**Work to be completed:**
Please return only the lines from the one holding "Target: bent fishing rod" through the one holding "pixel 17 51.", exactly as they appear in the records below, both ends included.

**Dataset entries:**
◆ ◆ ◆ ◆

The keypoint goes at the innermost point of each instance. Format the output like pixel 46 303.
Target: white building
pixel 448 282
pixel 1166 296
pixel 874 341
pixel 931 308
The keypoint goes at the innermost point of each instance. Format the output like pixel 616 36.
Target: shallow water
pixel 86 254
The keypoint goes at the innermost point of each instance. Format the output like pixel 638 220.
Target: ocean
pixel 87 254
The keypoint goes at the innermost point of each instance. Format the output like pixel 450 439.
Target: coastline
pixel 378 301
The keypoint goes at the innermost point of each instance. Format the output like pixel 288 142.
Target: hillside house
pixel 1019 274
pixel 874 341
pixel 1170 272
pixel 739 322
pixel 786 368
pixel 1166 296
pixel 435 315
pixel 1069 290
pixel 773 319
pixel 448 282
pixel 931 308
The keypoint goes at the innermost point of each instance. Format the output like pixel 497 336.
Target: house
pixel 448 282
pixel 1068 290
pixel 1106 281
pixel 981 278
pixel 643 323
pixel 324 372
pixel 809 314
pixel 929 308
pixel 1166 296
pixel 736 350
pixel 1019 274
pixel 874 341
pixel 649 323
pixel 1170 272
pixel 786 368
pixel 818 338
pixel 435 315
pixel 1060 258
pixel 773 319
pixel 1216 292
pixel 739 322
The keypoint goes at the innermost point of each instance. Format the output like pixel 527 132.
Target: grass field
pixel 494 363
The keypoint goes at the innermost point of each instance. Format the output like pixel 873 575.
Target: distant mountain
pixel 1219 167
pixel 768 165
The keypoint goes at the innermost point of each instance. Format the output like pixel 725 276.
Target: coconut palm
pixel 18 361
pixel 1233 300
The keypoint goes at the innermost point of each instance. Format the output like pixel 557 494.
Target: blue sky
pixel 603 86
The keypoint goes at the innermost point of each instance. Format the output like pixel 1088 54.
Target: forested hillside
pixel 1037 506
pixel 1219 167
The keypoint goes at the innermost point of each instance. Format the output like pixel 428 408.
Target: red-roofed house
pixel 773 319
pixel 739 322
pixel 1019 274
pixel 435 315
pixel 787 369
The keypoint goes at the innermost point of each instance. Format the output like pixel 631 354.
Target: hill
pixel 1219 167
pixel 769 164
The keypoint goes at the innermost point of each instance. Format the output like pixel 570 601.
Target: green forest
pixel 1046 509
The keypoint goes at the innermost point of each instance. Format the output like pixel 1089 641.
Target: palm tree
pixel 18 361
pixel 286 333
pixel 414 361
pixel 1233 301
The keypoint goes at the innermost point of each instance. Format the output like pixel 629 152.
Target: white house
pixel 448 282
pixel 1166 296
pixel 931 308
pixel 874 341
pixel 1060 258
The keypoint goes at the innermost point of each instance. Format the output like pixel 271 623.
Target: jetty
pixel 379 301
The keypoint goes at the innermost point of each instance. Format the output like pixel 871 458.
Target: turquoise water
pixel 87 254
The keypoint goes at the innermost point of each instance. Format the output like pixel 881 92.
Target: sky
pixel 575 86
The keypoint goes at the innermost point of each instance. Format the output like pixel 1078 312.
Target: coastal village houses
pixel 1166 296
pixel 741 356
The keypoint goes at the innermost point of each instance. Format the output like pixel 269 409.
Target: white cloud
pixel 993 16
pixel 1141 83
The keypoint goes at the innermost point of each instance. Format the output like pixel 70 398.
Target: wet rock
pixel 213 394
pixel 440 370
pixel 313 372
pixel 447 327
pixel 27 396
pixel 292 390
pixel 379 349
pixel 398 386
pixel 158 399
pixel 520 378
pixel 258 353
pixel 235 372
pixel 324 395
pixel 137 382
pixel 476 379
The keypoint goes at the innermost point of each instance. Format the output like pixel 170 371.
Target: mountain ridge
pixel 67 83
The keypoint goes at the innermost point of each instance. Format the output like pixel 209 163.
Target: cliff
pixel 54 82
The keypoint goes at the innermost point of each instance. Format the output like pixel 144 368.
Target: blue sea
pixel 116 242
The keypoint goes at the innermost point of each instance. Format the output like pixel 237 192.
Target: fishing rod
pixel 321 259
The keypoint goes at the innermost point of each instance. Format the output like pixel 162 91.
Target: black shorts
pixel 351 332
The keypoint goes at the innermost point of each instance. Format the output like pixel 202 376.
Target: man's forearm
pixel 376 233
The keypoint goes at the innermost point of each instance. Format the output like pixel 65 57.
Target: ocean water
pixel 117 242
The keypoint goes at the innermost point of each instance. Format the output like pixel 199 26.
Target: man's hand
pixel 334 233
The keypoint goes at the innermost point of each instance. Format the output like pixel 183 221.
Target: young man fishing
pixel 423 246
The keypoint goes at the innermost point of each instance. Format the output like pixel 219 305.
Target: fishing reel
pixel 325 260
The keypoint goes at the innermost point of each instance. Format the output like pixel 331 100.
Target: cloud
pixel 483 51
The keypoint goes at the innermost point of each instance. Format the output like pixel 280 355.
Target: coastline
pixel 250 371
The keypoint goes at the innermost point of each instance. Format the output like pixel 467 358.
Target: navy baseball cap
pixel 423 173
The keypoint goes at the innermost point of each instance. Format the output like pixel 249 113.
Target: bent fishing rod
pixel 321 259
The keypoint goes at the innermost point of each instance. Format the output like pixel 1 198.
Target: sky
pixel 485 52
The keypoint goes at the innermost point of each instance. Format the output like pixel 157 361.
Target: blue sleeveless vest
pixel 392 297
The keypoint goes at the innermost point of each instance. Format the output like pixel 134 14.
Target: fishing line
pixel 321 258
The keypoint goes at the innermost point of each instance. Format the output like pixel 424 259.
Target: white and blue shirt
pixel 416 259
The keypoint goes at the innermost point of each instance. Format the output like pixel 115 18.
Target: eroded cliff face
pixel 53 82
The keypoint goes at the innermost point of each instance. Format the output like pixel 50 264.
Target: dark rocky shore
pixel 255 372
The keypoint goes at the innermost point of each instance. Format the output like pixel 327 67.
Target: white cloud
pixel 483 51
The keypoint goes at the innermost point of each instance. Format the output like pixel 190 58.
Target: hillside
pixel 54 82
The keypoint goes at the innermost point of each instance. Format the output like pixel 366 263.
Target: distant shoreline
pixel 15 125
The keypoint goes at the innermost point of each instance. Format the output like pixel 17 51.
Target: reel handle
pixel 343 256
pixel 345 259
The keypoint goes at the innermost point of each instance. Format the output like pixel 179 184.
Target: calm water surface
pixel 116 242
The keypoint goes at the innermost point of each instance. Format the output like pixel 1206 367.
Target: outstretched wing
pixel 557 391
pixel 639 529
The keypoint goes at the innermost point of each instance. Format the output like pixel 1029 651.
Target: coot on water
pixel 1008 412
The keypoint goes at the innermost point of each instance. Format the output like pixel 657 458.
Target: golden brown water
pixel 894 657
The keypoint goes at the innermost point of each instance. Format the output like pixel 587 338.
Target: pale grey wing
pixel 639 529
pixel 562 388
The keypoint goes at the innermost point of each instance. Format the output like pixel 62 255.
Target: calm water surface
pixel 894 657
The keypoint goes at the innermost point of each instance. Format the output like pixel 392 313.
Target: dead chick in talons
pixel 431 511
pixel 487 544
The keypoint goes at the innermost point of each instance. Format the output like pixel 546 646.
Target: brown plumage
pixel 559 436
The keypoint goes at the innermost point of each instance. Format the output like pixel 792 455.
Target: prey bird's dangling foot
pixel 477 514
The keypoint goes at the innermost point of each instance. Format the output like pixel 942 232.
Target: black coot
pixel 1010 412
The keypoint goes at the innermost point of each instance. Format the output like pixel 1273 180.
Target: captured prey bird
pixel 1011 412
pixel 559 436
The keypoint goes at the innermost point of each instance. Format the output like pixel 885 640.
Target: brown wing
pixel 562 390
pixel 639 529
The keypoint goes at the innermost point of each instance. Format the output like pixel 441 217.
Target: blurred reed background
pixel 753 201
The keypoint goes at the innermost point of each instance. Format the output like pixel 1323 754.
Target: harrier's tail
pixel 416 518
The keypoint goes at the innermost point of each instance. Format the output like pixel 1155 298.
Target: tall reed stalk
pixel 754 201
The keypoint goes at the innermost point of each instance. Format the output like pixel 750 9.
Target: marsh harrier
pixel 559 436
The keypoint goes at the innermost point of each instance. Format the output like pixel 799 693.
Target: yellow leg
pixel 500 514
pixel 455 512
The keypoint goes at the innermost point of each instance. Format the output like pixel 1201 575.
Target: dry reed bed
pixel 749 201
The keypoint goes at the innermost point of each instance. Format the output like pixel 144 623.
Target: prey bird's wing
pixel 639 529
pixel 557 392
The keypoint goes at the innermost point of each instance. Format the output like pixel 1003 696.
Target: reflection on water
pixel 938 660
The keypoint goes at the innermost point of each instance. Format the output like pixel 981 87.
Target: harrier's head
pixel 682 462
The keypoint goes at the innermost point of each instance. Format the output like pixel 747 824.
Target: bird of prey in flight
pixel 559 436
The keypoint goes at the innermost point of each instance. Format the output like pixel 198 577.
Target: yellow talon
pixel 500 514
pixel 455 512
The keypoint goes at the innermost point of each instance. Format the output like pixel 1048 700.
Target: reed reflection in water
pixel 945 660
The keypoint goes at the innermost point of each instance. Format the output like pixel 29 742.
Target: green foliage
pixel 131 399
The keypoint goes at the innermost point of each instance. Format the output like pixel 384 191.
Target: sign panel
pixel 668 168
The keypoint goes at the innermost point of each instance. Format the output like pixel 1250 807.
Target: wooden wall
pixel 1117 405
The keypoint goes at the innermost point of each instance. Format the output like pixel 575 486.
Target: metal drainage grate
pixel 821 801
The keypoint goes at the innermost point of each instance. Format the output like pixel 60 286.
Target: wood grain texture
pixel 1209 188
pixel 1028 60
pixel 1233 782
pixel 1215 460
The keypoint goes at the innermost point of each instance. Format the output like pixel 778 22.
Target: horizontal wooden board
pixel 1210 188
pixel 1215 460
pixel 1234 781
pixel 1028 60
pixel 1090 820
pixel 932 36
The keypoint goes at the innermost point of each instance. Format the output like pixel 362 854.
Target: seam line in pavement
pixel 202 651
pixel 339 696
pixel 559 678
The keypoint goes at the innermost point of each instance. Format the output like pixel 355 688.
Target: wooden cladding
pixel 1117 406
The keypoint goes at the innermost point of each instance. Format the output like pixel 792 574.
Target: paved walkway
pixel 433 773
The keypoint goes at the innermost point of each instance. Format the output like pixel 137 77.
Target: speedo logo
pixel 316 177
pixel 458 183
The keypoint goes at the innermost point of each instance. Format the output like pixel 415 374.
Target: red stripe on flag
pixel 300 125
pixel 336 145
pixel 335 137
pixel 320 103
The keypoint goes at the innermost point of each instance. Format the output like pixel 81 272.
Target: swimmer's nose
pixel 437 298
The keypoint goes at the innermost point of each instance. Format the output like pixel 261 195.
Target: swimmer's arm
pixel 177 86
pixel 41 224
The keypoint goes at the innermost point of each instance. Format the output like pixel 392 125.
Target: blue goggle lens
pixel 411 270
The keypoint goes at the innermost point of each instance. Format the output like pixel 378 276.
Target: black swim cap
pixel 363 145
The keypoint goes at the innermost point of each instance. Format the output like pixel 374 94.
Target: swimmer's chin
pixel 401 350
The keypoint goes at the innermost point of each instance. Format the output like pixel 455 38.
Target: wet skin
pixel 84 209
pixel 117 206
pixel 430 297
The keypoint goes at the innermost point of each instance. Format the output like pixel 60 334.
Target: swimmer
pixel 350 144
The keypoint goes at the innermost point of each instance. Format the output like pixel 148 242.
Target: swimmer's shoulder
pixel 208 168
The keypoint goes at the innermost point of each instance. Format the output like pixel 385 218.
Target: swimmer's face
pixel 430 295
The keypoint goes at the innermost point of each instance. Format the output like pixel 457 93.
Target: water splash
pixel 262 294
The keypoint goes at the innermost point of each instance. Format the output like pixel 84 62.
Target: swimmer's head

◆ ◆ ◆ ◆

**Exercise answer:**
Target: bent fishing rod
pixel 321 259
The keypoint goes at the innermost point of each instance. Format the output like pixel 1 198.
Target: sky
pixel 485 52
The keypoint goes at the innermost point of each instance. Format the output like pixel 157 361.
Target: blue sleeveless vest
pixel 392 297
The keypoint goes at the innermost point of each instance. Format the output like pixel 134 14.
Target: fishing line
pixel 321 258
The keypoint goes at the innermost point of each instance. Format the output like pixel 424 259.
Target: white and blue shirt
pixel 416 259
The keypoint goes at the innermost point of each instance. Format the output like pixel 115 18.
Target: eroded cliff face
pixel 53 82
The keypoint goes at the innermost point of each instance. Format the output like pixel 50 264.
Target: dark rocky shore
pixel 255 372
The keypoint goes at the innermost point of each instance. Format the output like pixel 327 67.
Target: white cloud
pixel 483 51
The keypoint goes at the innermost point of each instance. Format the output like pixel 190 58.
Target: hillside
pixel 54 82
The keypoint goes at the innermost point of each instance. Format the output like pixel 366 263.
Target: distant shoreline
pixel 15 125
The keypoint goes at the innermost point of each instance. Format the output like pixel 17 51.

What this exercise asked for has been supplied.